(Stored data entries)
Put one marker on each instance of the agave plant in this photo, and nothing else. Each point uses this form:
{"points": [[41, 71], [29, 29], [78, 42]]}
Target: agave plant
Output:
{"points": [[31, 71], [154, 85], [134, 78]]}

**Task directions:** When a line in the records holds the string "agave", copy that line.

**Response to the task:**
Put one marker on each instance of the agave plant in this photo, and nothing else. Each point uses this form:
Target: agave plant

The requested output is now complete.